Your answer should be only the lines below from the one with "Target: white throat" to the one with "116, row 260.", repeated exactly, ends included.

————————

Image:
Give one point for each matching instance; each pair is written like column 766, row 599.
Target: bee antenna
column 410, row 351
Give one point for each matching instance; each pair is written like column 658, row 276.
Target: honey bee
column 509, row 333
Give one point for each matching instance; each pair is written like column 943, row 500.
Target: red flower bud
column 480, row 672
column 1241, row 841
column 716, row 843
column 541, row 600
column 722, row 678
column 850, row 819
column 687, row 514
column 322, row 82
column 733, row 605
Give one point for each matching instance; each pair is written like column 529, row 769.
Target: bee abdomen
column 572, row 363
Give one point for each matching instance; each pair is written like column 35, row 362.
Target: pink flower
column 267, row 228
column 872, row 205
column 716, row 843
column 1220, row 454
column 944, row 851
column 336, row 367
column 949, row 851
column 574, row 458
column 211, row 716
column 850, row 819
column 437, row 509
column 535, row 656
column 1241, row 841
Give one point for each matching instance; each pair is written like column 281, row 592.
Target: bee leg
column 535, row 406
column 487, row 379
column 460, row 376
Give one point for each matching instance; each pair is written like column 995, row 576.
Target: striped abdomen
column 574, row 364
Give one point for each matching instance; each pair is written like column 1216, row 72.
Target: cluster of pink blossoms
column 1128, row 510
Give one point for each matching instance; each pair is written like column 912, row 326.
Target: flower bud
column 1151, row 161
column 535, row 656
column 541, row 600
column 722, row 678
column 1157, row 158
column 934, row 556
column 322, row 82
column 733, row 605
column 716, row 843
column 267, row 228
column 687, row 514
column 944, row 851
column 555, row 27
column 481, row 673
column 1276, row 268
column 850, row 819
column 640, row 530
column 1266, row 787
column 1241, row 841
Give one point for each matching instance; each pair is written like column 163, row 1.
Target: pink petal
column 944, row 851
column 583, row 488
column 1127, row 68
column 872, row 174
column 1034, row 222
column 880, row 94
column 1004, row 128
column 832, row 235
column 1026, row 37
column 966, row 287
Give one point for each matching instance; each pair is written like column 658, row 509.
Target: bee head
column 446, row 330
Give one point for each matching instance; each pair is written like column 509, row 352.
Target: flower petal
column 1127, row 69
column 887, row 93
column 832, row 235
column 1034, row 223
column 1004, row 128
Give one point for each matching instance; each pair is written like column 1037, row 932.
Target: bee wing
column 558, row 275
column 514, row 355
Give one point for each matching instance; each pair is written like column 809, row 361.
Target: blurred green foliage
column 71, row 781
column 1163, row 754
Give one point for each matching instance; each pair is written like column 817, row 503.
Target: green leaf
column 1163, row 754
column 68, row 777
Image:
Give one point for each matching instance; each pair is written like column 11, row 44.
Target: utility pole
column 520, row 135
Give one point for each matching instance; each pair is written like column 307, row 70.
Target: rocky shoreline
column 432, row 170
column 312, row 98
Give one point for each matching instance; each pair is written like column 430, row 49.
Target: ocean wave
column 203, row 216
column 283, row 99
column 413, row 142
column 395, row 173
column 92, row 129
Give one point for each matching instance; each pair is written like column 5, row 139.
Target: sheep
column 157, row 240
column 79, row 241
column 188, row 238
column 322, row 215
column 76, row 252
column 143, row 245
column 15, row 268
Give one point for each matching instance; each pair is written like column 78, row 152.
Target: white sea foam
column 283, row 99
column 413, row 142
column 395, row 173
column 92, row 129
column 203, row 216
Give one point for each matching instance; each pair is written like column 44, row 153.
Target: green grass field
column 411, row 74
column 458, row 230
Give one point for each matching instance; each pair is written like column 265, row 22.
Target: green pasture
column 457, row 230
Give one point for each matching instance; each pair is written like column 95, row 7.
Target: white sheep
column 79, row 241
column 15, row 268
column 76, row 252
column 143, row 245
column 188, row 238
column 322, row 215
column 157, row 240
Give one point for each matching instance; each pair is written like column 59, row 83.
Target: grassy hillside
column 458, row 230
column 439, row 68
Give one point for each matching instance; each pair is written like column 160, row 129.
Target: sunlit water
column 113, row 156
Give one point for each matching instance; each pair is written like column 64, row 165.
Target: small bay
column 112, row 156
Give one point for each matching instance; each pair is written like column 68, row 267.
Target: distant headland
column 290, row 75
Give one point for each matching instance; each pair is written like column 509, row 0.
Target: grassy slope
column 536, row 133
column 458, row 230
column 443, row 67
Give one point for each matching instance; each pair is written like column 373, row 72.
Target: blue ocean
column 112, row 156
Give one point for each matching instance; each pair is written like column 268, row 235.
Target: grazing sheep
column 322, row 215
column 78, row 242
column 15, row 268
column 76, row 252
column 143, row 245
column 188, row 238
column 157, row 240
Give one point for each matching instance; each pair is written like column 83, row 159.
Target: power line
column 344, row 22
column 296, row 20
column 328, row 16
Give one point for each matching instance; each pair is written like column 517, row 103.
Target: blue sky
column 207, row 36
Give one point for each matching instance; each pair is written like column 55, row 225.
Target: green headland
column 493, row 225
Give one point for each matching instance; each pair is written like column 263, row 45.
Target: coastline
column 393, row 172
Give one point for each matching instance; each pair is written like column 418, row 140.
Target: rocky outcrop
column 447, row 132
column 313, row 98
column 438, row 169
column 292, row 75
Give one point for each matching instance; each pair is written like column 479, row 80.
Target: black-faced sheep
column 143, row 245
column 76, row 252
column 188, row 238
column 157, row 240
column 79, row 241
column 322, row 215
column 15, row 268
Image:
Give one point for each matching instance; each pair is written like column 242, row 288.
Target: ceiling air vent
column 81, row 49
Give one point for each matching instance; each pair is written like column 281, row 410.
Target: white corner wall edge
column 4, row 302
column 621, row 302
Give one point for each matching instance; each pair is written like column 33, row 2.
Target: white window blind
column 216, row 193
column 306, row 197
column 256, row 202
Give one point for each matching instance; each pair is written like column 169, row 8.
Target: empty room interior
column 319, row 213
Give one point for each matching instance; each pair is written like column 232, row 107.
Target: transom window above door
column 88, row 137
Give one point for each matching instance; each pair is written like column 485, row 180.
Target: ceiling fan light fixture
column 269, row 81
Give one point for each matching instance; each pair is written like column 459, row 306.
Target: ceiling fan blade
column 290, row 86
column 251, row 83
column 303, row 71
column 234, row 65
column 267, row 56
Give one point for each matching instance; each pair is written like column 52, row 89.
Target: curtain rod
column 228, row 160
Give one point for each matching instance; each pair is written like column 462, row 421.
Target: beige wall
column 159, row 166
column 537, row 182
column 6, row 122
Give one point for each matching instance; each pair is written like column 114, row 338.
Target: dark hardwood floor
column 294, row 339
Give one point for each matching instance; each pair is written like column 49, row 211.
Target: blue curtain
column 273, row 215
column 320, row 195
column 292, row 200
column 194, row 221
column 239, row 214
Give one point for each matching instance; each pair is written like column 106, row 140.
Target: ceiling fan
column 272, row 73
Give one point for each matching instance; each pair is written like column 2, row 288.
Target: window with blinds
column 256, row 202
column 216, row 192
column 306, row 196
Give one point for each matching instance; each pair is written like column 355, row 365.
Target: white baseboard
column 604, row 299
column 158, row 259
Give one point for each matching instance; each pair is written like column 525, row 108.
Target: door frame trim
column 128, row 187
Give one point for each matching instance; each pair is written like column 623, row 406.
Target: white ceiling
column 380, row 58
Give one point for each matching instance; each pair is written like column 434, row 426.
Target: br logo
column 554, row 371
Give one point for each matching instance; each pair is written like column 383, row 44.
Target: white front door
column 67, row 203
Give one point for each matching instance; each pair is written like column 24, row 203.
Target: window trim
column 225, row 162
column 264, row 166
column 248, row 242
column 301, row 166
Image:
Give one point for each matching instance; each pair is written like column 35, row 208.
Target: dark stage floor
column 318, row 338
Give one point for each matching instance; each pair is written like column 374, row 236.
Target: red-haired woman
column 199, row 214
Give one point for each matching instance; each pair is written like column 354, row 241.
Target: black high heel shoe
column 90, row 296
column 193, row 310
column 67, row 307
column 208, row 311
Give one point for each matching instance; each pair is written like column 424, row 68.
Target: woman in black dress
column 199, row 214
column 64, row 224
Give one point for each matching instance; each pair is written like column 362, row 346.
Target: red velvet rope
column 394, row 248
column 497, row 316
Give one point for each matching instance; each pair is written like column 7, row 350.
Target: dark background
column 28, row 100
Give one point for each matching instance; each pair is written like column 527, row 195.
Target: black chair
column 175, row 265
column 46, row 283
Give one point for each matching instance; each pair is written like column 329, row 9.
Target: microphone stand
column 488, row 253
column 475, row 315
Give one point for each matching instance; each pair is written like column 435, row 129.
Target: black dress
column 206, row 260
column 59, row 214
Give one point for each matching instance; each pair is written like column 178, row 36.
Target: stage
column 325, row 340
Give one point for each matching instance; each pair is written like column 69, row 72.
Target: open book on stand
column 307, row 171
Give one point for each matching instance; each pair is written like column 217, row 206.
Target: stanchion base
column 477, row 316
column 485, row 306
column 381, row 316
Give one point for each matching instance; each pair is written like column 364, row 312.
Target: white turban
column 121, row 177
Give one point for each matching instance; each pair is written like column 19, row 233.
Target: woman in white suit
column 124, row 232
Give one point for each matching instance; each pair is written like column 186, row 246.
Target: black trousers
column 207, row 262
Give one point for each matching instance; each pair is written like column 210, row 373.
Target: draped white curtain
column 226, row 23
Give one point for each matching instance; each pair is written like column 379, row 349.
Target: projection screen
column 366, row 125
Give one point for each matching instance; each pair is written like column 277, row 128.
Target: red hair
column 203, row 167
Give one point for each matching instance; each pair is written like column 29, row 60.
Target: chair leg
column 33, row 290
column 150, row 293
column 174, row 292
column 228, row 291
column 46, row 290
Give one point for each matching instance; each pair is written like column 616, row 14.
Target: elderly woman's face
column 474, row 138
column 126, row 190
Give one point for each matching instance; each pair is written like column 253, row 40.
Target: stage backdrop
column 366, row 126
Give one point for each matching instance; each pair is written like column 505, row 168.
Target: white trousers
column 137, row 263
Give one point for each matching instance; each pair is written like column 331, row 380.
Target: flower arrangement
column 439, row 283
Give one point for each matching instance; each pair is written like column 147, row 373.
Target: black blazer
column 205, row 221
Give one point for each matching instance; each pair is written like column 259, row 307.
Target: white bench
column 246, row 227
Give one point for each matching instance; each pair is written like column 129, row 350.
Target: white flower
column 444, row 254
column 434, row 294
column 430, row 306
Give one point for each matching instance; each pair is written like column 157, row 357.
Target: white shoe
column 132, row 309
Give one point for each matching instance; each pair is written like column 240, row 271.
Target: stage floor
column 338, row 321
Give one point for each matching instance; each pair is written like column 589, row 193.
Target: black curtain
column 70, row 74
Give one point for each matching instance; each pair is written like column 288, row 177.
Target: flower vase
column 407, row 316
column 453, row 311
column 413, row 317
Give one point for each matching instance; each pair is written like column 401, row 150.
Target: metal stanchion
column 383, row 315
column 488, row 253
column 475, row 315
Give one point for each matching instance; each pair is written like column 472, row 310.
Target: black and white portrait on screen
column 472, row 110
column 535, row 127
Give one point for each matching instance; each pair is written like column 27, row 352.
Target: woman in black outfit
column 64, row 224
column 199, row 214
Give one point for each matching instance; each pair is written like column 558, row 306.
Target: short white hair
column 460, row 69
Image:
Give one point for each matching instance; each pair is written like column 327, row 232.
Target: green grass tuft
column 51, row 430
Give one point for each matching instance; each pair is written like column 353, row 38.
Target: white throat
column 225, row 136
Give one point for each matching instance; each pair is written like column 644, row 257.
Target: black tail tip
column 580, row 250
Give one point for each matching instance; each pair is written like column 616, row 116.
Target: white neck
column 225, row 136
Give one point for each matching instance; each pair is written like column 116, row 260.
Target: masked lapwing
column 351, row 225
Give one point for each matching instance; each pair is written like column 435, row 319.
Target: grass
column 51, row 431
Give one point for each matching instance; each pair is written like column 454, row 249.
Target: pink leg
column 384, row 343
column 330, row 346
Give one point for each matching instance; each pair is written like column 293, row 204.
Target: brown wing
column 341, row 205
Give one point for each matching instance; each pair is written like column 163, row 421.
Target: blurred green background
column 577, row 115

————————

Exercise answer:
Target: white throat
column 225, row 136
Give one point for each matching instance; each pair is written like column 644, row 257.
Target: black tail tip
column 580, row 250
Give one point for each matching instance; each pair is written like column 616, row 116.
Target: white neck
column 225, row 136
Give one point for each matching instance; each pair is written like column 116, row 260.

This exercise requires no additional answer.